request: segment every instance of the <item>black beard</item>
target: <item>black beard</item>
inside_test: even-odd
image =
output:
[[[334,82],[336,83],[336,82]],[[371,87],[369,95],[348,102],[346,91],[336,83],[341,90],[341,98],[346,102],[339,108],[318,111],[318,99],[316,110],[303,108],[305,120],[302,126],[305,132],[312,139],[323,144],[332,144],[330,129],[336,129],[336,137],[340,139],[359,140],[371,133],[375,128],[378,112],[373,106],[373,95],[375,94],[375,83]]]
================
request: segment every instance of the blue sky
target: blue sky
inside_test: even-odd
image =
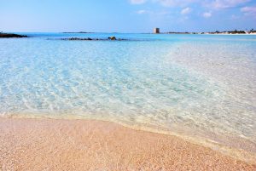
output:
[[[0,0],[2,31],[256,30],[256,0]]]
================
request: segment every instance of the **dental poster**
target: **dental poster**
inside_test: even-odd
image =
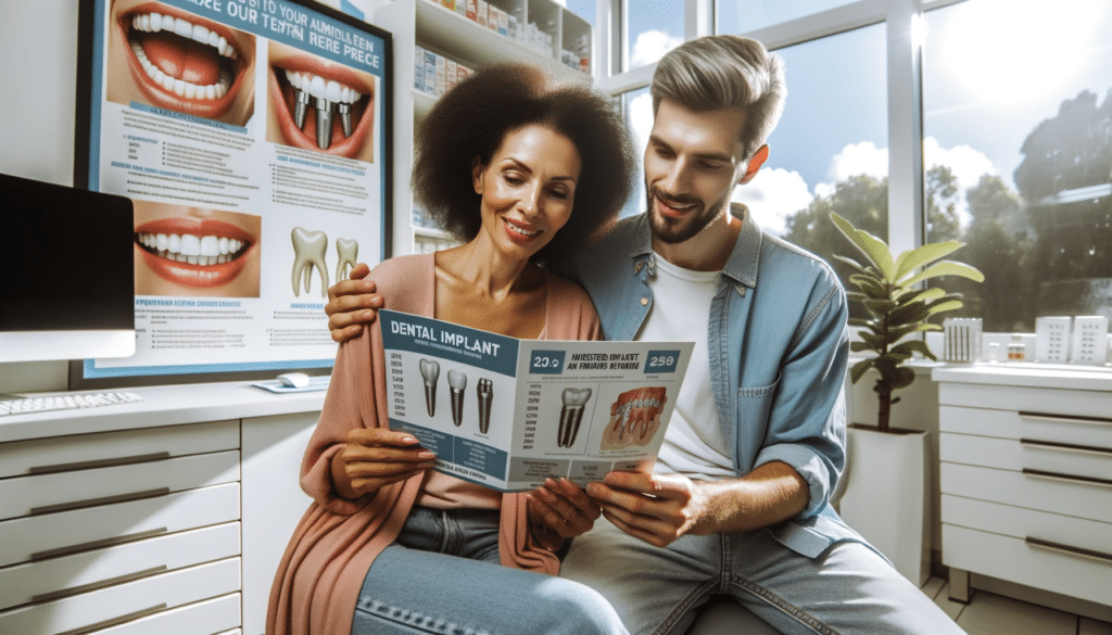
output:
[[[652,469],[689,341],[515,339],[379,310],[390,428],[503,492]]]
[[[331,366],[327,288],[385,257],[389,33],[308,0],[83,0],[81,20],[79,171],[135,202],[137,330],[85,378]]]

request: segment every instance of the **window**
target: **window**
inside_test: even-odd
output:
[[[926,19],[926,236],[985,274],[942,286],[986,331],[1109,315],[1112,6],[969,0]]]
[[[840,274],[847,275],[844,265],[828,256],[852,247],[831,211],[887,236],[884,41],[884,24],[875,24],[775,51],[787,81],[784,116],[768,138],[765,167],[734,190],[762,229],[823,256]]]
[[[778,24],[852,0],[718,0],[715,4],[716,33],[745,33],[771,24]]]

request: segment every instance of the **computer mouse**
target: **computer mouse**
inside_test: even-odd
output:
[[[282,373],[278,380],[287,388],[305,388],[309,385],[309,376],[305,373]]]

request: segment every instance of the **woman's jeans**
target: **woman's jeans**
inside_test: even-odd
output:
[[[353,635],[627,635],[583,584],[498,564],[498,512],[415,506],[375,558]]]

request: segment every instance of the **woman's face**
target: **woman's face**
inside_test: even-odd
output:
================
> _Request_
Find each line in the rows above that contains the string "black" and copy those lines out. Case counts.

> _Exercise solution_
request: segment every instance of the <item>black beard</item>
target: <item>black beard</item>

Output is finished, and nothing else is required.